== WRITTEN TASK 1 ==
Answer these questions from the variable-names text, one line each:
(a) Which journal volume and pages does it cite for formulae and their symbols?
(b) What value is ATT set to?
(c) What is CUBE(3) set to if the system is not periodic?
== WRITTEN TASK 2 ==
Reproduce word for word the part of the variable-names text that opens with the words containing "Variable Names (General)" and closes with "and their symbols.".
== WRITTEN TASK 3 ==
Name every data file ending in ".d" that the variable-names text mentions.

== EXTRACT TO READ ==
## Start

Variable Names (General)
The meaning of variable names, as well as I can make out follows.
See Phys. Rev. B, Vol 42, pp 9458-9471 for formulae and their symbols.
Also, I define the additional variables:
- eijk = exp(αijk [(rij -
Rije) -
(rik-Rike)])
- fij = fij(|rij|)
- Vijkltor = VA(|rij|)
Aij(Ni(t),Nj(t),Nijconj)
sin2(φijkl) fik fjl (a
term in the torsional potential)
- bij is defined by the relation Bij
= bij-δ
- AD(KT1,KT2): Dije Sij exp(AXL Rije) /(1 - Sij) value 1
- ATABLE(KT1,KT2,1 + rij/DDtab): attractive potential VA/2 function table
- ATT: = 3.2; the value of Ni(t) at which the evaluation of Gi for 0<θ<109 starts to smoothly switch to a different polynomial
- AXL(KT1,KT2): sqrt(2/Sij) βij value 1
- BD(KT1,KT2): Dije Sij exp(AXL Rije) /(1 - Sij) value 2
- BXL(KT1,KT2): sqrt(2/Sij) βij value 2
- CD(KT1,KT2): Dije Sij exp(AXL Rije) /(1 - Sij) value 3
- CLM(KT2,1+Ni(H),1+Ni(C),term): bicubic splines HCC and HCH in inter2div.d
- CLMN(1,1+Ni(t),1+Nj(t),Nijconj,term): tricubic splines 2 FCC from inter3div.d
- CLMN(2,1+Ni(t),1+Nj(t),Nijconj,term): tricubic splines 2 FCH from inter3dch.d
- CLMN(3,1+Ni(t),1+Nj(t),Nijconj,term): tricubic splines 2 FHH from inter3dh.d
- COM: (in Corr) velocity of center of gravity
- COR(K,.): R0(I,.) - R0(j,.) by interacting atom pair index K
- CUBE(3): cube dimensions, set to 1e20 if not periodic
- CUBE2(3): cube dimensions/2, set to .5e20 if not periodic (never used)

## End

== SUPPLIED RECORDS ==
## Start

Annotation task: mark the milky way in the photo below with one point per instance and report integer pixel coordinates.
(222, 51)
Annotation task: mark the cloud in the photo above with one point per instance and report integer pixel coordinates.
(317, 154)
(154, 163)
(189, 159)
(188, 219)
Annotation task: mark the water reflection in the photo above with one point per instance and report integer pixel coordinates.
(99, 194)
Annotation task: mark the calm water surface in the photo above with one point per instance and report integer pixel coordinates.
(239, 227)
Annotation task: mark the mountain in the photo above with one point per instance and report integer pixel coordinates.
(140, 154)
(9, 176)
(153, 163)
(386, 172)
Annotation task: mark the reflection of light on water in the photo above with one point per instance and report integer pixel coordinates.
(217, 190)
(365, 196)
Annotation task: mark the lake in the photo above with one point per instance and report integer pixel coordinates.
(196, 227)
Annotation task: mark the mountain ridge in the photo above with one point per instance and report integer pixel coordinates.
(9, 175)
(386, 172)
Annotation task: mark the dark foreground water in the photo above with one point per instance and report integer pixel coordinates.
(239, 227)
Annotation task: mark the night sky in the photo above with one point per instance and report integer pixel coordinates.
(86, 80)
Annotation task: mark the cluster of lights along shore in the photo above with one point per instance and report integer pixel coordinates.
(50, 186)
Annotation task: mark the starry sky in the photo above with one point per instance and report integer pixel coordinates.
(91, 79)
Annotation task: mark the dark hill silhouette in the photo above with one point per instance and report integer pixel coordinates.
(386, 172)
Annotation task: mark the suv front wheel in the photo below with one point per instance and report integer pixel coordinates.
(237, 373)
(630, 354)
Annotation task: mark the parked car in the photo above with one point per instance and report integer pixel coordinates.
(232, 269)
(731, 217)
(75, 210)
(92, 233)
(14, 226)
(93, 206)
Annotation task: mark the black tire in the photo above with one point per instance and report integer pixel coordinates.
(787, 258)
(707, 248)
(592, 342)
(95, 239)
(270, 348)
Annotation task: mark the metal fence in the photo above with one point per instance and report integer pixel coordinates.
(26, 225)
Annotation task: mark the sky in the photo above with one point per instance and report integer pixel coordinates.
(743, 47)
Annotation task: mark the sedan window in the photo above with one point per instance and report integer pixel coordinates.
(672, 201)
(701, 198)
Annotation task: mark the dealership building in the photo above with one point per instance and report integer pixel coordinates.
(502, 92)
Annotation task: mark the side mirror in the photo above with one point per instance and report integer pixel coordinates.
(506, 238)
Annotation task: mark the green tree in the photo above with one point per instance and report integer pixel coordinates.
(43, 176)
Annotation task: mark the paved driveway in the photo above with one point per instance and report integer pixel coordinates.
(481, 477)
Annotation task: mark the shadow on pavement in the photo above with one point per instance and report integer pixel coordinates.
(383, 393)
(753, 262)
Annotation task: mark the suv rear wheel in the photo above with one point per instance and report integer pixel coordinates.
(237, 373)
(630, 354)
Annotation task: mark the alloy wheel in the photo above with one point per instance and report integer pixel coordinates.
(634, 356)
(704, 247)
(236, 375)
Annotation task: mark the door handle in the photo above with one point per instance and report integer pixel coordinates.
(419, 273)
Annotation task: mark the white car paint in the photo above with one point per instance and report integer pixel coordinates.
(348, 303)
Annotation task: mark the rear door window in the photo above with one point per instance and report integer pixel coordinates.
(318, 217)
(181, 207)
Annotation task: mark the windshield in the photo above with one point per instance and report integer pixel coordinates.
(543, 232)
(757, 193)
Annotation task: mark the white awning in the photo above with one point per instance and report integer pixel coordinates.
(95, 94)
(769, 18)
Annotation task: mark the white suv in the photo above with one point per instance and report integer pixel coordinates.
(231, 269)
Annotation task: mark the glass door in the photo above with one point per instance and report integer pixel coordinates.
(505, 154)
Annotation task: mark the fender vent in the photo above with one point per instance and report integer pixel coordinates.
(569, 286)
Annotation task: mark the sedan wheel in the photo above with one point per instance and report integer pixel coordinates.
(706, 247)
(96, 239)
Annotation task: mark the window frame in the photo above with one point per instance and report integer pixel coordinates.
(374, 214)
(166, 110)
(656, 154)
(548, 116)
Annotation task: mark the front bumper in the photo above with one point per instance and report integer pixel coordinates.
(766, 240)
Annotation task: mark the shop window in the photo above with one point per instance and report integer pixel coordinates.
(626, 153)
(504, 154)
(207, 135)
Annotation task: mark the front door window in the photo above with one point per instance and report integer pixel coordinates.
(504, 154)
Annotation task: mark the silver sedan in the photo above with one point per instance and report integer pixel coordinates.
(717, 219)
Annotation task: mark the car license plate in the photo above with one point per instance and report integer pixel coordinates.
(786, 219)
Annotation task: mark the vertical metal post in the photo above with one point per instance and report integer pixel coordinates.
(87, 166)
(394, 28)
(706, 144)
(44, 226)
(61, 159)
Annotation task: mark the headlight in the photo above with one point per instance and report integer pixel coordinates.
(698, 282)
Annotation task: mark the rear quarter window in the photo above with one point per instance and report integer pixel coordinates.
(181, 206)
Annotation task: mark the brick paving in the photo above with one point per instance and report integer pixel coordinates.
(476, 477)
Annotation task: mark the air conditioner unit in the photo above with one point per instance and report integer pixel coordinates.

## End

== EXERCISE OUTPUT 1 ==
(a) Phys. Rev. B, Vol 42, pp 9458-9471
(b) 3.2
(c) 1e20

== EXERCISE OUTPUT 2 ==
Variable Names (General)
The meaning of variable names, as well as I can make out follows.
See Phys. Rev. B, Vol 42, pp 9458-9471 for formulae and their symbols.

== EXERCISE OUTPUT 3 ==
inter2div.d
inter3div.d
inter3dch.d
inter3dh.d